■ **REQUIREMENT**:
Reproduce the lines from the line containing "Place a point on every instance of the tail" to the line containing "x=605 y=467", substituting "image" for every occurrence of "photo" and changing nothing else.

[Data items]

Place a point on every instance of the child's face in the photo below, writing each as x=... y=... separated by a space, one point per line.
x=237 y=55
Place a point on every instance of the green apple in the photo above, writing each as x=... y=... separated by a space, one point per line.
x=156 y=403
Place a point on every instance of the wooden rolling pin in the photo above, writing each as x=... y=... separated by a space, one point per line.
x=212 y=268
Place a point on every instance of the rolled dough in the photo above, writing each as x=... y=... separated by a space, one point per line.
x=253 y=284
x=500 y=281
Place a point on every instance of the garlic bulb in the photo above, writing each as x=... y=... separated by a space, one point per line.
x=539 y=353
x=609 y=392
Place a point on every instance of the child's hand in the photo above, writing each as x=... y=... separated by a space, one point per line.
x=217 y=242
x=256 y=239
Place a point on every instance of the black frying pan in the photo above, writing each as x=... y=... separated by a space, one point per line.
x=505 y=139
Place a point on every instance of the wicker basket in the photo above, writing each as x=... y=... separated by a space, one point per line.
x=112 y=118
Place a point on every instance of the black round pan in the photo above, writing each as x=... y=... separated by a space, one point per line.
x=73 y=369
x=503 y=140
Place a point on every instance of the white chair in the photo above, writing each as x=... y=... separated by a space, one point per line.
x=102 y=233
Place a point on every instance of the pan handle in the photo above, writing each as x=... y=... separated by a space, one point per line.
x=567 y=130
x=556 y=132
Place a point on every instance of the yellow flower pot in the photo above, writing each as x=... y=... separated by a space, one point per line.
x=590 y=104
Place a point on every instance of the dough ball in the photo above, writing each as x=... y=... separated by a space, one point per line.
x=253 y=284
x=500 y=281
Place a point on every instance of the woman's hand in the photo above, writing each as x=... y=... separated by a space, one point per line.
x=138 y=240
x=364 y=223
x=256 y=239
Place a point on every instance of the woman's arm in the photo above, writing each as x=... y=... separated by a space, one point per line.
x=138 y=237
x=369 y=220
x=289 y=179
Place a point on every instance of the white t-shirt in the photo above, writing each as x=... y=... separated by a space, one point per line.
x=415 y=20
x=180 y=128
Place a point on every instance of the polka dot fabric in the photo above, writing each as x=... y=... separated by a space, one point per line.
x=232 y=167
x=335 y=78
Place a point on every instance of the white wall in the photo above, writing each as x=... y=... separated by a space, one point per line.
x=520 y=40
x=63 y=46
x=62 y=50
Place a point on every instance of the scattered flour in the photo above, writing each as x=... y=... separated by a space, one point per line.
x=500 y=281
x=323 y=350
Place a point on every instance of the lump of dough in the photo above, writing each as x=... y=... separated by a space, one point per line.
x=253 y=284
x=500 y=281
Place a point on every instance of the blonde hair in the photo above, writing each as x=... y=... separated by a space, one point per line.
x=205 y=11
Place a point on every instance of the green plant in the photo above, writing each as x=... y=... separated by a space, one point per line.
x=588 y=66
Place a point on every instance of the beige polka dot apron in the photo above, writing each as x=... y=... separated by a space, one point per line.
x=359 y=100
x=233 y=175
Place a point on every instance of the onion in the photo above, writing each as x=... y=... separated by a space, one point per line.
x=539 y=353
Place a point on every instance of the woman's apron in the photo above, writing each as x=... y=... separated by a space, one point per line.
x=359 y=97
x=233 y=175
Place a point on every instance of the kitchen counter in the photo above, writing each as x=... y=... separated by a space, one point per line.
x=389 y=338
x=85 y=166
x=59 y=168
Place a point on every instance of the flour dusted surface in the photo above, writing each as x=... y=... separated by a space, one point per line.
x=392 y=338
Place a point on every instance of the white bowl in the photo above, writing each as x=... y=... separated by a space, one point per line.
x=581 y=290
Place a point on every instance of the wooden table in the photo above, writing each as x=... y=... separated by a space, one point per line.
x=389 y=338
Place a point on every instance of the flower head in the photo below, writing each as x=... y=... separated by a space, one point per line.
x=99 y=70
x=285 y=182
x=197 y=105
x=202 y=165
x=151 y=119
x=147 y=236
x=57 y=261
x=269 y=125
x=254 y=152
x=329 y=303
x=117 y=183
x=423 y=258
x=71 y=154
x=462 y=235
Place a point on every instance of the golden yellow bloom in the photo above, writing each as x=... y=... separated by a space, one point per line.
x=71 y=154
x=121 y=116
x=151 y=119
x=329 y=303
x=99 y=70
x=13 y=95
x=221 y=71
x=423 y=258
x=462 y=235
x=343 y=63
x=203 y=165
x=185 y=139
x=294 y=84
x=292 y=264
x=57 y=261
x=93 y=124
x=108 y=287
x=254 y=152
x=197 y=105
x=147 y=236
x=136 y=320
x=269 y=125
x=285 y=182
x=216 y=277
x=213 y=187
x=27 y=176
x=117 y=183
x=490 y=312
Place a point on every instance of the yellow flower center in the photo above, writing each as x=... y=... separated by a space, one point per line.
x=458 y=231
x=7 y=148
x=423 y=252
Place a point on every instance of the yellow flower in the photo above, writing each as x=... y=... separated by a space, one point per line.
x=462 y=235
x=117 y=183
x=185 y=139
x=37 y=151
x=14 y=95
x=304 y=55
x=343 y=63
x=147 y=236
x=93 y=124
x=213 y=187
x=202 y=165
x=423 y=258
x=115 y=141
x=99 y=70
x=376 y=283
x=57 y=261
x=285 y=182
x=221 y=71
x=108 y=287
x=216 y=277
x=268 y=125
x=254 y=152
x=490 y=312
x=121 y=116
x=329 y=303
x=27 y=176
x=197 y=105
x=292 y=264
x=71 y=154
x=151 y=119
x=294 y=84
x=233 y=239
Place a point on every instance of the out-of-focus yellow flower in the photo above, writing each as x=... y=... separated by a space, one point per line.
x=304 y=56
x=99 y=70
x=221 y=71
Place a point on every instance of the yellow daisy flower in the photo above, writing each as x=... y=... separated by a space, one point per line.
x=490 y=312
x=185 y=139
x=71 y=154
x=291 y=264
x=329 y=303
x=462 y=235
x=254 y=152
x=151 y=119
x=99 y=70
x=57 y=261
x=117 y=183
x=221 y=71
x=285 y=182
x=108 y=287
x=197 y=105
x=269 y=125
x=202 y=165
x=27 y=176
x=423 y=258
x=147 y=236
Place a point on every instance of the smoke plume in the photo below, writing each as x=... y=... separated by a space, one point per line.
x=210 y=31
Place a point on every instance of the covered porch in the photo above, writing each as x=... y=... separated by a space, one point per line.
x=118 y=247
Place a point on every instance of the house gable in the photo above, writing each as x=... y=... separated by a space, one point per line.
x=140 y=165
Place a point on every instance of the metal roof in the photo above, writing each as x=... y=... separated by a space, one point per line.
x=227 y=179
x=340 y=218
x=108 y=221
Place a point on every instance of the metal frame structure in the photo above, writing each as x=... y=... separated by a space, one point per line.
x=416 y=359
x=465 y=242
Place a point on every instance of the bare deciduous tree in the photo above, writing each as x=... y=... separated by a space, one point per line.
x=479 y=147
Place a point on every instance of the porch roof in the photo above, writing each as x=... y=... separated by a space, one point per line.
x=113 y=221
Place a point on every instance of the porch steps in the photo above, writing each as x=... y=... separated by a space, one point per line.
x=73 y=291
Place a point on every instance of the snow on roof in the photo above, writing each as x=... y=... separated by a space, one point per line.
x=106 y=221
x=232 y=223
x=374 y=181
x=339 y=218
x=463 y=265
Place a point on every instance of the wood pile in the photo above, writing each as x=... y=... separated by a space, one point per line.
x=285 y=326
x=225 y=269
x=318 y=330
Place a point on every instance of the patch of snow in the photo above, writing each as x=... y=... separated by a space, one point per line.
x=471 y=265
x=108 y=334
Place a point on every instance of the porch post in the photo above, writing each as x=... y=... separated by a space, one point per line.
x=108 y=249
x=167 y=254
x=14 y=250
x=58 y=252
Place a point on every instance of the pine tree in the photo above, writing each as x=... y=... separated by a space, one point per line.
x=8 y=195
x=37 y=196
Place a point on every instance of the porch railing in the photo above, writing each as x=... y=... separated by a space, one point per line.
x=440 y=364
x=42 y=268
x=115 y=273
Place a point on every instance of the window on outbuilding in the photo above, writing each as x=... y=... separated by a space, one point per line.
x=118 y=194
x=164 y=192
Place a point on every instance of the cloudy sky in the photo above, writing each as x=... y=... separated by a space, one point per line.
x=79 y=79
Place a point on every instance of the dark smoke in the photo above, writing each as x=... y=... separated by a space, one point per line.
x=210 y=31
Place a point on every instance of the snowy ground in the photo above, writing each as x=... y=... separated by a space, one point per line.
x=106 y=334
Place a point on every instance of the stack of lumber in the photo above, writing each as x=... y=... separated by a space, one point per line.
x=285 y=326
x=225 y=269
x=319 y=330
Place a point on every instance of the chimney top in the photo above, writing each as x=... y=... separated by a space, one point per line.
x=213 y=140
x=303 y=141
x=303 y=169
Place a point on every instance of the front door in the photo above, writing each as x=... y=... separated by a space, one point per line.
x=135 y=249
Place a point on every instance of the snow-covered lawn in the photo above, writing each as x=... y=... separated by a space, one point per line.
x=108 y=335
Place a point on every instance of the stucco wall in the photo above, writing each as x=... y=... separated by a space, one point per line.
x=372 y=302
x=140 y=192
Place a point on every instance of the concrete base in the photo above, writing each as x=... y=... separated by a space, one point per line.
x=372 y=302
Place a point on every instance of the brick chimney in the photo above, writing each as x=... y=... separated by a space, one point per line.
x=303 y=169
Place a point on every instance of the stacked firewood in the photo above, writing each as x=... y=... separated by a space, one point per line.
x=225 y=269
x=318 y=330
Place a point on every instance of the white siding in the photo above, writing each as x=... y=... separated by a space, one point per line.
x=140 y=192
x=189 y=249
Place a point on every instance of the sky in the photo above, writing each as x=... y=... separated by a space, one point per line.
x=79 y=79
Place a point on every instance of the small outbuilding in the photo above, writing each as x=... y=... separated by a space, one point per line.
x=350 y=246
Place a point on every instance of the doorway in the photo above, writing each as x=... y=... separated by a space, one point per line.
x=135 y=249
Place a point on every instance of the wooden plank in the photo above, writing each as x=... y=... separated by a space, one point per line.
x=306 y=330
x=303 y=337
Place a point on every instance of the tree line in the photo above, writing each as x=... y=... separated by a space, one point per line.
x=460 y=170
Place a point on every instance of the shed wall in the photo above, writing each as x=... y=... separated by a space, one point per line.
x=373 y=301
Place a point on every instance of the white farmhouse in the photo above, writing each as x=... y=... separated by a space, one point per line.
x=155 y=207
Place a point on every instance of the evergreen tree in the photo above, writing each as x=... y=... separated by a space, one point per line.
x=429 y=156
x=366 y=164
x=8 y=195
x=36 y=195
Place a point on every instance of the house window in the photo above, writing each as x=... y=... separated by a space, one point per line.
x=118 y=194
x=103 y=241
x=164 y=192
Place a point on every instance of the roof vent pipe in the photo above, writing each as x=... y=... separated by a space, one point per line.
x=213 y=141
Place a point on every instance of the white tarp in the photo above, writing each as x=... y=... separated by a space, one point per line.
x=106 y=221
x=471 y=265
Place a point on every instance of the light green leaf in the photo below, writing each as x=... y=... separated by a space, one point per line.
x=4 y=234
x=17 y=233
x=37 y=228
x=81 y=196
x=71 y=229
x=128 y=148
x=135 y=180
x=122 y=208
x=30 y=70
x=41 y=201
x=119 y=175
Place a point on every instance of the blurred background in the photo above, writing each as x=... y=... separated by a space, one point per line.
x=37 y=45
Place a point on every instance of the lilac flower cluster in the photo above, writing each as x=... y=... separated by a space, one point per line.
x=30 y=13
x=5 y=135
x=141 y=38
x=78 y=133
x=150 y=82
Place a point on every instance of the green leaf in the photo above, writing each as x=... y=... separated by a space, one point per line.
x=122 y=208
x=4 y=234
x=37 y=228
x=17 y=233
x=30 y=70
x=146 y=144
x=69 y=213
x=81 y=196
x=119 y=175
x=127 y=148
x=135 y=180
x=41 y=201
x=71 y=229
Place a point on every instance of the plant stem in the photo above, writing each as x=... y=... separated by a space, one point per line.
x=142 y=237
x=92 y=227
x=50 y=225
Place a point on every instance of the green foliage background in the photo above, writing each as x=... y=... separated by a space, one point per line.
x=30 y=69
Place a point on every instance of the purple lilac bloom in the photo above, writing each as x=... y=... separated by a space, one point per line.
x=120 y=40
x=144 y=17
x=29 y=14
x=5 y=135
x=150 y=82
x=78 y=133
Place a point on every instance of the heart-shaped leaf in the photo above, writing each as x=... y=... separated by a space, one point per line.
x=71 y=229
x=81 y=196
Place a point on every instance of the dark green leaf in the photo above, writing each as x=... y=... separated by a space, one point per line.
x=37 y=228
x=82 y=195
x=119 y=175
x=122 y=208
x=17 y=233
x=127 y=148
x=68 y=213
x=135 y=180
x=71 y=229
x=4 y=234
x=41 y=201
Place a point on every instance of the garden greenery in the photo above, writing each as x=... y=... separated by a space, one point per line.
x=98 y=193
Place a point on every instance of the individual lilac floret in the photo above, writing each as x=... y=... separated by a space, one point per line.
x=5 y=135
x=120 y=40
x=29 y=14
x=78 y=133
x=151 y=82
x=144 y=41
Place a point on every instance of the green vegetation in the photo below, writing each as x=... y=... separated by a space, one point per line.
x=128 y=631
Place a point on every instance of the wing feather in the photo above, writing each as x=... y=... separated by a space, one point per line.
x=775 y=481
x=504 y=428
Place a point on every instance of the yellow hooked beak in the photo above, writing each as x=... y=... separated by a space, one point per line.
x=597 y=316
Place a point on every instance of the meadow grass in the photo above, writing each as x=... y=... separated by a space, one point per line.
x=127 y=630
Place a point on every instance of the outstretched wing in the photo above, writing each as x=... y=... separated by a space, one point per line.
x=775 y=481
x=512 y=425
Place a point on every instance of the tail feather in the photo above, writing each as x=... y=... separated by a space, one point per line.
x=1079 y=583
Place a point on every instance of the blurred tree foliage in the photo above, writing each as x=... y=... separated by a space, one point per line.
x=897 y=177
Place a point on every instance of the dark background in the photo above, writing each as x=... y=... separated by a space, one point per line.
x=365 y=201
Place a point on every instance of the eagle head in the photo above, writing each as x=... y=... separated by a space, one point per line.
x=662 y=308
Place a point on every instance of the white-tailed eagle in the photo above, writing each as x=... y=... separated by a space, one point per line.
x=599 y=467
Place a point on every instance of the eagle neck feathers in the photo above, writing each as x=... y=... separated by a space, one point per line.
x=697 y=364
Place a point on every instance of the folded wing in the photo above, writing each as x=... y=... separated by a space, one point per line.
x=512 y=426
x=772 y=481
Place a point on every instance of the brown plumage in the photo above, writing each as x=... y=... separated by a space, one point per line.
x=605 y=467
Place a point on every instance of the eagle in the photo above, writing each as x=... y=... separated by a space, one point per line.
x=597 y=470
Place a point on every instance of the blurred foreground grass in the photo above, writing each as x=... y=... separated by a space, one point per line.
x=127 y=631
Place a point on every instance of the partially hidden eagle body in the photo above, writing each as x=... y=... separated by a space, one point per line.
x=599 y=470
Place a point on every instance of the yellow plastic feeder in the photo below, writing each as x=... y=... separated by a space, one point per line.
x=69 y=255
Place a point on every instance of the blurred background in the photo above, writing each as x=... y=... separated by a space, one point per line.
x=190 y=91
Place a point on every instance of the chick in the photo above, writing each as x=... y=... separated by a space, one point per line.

■ **SOLUTION TO THE EXERCISE**:
Place a point on every instance of the tail feather in the image above, writing each as x=... y=... separated by a space, one point per line.
x=1079 y=583
Place a point on every instance of the blurred tree foliage in the image above, writing each as x=... y=... separated by a space, one point per line.
x=897 y=177
Place a point on every instance of the dark background in the image above, writing each as x=... y=... separated by a space, one point per line.
x=365 y=201
Place a point on every instance of the eagle head in the image above, writing each as x=... y=... separated by a space, one point per line.
x=662 y=308
Place a point on every instance of the white-tailed eagle in the image above, writing each as x=... y=... separated by a space, one point per line.
x=599 y=467
Place a point on every instance of the eagle neck feathers in the image above, writing each as x=... y=... separated by a space, one point per line.
x=697 y=364
Place a point on every instance of the folded wing in the image above, writing each as x=... y=... separated by a space, one point per line.
x=512 y=426
x=772 y=481
Place a point on every instance of the brown plumage in the image above, writing each as x=... y=... separated by a space, one point per line.
x=605 y=467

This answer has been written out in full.